Task statement:
Emit all the data exactly as provided.

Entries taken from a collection
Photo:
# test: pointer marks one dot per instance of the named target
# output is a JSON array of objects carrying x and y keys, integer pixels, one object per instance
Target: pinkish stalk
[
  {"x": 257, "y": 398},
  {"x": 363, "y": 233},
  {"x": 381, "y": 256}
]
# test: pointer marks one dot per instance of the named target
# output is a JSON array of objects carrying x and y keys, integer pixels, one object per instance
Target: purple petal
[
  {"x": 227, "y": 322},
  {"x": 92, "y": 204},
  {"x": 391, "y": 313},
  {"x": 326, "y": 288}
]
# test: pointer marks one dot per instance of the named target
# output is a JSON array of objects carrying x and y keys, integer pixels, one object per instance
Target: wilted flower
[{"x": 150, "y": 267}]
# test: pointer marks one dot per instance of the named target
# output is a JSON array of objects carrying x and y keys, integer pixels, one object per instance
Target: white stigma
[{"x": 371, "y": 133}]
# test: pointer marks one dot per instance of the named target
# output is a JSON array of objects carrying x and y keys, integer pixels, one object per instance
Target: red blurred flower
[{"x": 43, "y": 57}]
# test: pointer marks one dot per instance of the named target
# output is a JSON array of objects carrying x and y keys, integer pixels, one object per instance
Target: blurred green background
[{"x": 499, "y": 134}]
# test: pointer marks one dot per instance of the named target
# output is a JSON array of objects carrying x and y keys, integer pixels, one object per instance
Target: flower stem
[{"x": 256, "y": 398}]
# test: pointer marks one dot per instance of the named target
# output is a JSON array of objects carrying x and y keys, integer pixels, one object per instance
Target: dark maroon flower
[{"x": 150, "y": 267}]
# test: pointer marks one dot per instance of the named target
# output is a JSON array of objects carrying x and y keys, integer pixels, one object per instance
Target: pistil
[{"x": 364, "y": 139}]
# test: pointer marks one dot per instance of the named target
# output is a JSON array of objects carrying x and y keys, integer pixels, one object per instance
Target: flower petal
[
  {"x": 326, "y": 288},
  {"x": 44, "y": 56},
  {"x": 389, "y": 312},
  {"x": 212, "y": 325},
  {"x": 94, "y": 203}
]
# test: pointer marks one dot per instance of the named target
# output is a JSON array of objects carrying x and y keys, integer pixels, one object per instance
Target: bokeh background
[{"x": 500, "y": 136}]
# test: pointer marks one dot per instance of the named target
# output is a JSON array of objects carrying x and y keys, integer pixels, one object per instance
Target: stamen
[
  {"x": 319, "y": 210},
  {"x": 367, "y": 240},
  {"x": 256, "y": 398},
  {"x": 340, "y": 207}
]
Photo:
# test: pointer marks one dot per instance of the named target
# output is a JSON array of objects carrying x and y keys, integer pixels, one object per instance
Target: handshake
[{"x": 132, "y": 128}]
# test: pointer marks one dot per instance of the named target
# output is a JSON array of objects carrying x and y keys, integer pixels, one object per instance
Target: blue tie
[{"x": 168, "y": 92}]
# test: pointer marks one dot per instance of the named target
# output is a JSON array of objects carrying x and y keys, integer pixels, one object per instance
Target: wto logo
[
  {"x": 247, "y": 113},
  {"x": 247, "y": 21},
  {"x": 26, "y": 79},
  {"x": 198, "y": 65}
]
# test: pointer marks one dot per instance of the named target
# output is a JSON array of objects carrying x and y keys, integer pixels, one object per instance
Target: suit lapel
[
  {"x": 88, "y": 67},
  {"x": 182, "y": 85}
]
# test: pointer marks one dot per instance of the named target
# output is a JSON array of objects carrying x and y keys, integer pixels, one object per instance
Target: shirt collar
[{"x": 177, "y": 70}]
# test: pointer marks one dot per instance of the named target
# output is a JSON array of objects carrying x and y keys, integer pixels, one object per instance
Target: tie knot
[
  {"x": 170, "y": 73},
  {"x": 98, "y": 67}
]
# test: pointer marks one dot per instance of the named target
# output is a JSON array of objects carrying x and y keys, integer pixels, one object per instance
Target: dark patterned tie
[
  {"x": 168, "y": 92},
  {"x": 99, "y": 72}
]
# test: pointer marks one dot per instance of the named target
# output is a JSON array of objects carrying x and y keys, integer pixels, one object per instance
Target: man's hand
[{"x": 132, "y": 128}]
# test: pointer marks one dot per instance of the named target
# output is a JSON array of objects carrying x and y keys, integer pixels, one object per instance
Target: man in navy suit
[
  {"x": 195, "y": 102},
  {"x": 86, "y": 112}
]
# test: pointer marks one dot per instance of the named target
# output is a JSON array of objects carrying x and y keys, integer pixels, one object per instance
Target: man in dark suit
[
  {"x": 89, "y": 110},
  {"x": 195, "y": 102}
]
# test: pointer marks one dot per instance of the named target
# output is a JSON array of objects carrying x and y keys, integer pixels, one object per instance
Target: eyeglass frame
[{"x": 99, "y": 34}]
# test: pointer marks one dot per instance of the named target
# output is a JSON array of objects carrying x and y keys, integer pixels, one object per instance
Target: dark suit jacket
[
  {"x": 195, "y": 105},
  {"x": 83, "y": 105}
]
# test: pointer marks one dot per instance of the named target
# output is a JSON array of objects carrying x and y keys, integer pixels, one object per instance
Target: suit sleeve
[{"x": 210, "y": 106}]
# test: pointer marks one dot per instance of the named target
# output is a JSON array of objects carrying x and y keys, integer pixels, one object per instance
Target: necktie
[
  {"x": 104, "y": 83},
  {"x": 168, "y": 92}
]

Your response:
Photo:
# test: pointer marks one dot per instance of the named target
# output is a JSON array of objects carrying x and y keys, integer pixels, one object per instance
Target: pinkish stalk
[
  {"x": 257, "y": 398},
  {"x": 363, "y": 233},
  {"x": 381, "y": 256}
]
# test: pointer marks one dot per instance of the named target
# output is a JSON array of objects carrying x and y keys, integer pixels, one object per instance
Target: purple petal
[
  {"x": 227, "y": 322},
  {"x": 92, "y": 204},
  {"x": 391, "y": 313},
  {"x": 326, "y": 288}
]
# test: pointer marks one dot per instance of the named target
# output is a JSON array of objects carrying x and y keys, integer pixels, one object per instance
Target: wilted flower
[{"x": 150, "y": 267}]
# test: pointer marks one dot per instance of the named target
# output is a JSON array of objects carrying x and y keys, integer pixels, one object per instance
Target: white stigma
[{"x": 371, "y": 133}]
# test: pointer marks one dot per instance of the named target
# output is a JSON array of objects carrying x and y keys, integer pixels, one object per instance
Target: red blurred flower
[{"x": 43, "y": 57}]
# test: pointer marks one dot per instance of the named target
# output is a JSON array of objects carrying x and y keys, integer pixels, one object per instance
Target: blurred green background
[{"x": 499, "y": 134}]
# test: pointer marks one dot per instance of the named target
# output is a JSON array of objects carrying x and y keys, integer pixels, one object per instance
Target: flower stem
[{"x": 256, "y": 398}]
# test: pointer marks one dot per instance of the named target
# output is a JSON array of objects carrying x and y keys, integer pixels, one object per instance
Target: dark maroon flower
[{"x": 150, "y": 267}]
# test: pointer marks one dot per instance of the named target
# output is a JSON array of objects carrying x and y keys, integer pixels, one object per instance
Target: pistil
[{"x": 364, "y": 139}]
# test: pointer marks one dot per instance of the named target
# output is a JSON array of objects carrying x and y keys, integer pixels, one object per instance
Target: flower petal
[
  {"x": 326, "y": 288},
  {"x": 44, "y": 56},
  {"x": 389, "y": 312},
  {"x": 212, "y": 325},
  {"x": 94, "y": 203}
]
# test: pointer marks one dot per instance of the named target
# output is a JSON array of objects carrying x and y keys, integer pixels, one object per instance
Target: bokeh background
[{"x": 500, "y": 136}]
# test: pointer marks one dot per instance of the named target
# output is a JSON array of objects carrying x and y keys, integer pixels, one object per instance
Target: stamen
[
  {"x": 319, "y": 210},
  {"x": 367, "y": 240},
  {"x": 256, "y": 398},
  {"x": 340, "y": 207}
]
Photo:
# test: pointer marks one dot per instance of the named target
# output is a JSON array of objects carrying x and y keys, integer pixels, one object per instance
Target: handshake
[{"x": 132, "y": 128}]
# test: pointer marks one dot per instance of the named target
# output is a JSON array of objects carrying x and y keys, integer pixels, one object per instance
Target: blue tie
[{"x": 168, "y": 92}]
# test: pointer marks one dot per instance of the named target
# output is a JSON array of objects carrying x and y keys, integer pixels, one object per instance
Target: wto logo
[
  {"x": 247, "y": 113},
  {"x": 247, "y": 21},
  {"x": 26, "y": 79},
  {"x": 198, "y": 65}
]
# test: pointer marks one dot per instance of the named target
# output is a JSON array of objects carrying x and y keys, integer pixels, one object per instance
Target: suit lapel
[
  {"x": 88, "y": 67},
  {"x": 182, "y": 85}
]
# test: pointer marks one dot per instance of the named target
# output is a JSON array of objects carrying x and y keys, integer pixels, one object per instance
Target: shirt collar
[{"x": 177, "y": 70}]
# test: pointer marks one dot per instance of the named target
# output is a JSON array of objects carrying x and y keys, integer pixels, one object per instance
Target: tie knot
[
  {"x": 170, "y": 73},
  {"x": 98, "y": 67}
]
# test: pointer marks one dot per instance of the named target
# output is a JSON array of objects carrying x and y keys, integer pixels, one object per instance
Target: dark patterned tie
[
  {"x": 168, "y": 92},
  {"x": 99, "y": 72}
]
# test: pointer marks one dot per instance of the named target
# output is a JSON array of objects carrying x and y keys, integer pixels, one object per instance
Target: man's hand
[{"x": 132, "y": 128}]
# test: pointer marks one dot per instance of the named target
# output is a JSON array of objects carrying x and y keys, integer pixels, one object per instance
Target: man in navy suit
[
  {"x": 195, "y": 102},
  {"x": 86, "y": 112}
]
# test: pointer marks one dot per instance of the named target
# output is a JSON array of objects carrying x and y keys, integer pixels, one object per instance
Target: man in dark suit
[
  {"x": 89, "y": 110},
  {"x": 195, "y": 102}
]
# test: pointer marks one dot per instance of the named target
# output is a JSON array of objects carrying x and y keys, integer pixels, one object per instance
Target: eyeglass frame
[{"x": 99, "y": 34}]
# test: pointer marks one dot per instance of the named target
# output is a JSON array of objects carrying x and y keys, integer pixels, one object per instance
Target: dark suit jacket
[
  {"x": 195, "y": 105},
  {"x": 83, "y": 105}
]
# test: pointer marks one dot per instance of the named target
# output is a JSON array of objects carrying x and y keys, integer pixels, one object per instance
Target: suit sleeve
[{"x": 210, "y": 106}]
# test: pointer marks one dot per instance of the named target
# output is a JSON array of objects carrying x and y keys, integer pixels, one object per instance
Target: necktie
[
  {"x": 104, "y": 83},
  {"x": 168, "y": 92}
]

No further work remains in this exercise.